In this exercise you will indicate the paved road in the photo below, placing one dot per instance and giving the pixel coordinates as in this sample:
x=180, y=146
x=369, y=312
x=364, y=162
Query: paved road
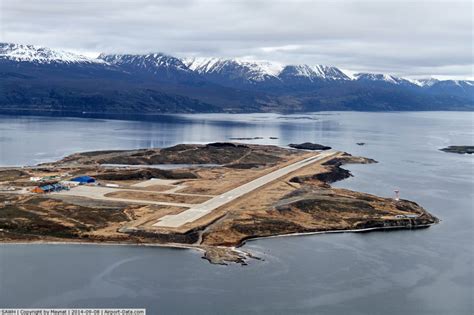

## Instructions for the task:
Transcribe the listing in full. Omit the pictures and keep every line exact.

## Task output:
In this exercise you will indicate the paved road in the photo below, placing one dot per instance and giving the pixel coordinates as in this sample:
x=180, y=146
x=369, y=312
x=364, y=162
Query: paved road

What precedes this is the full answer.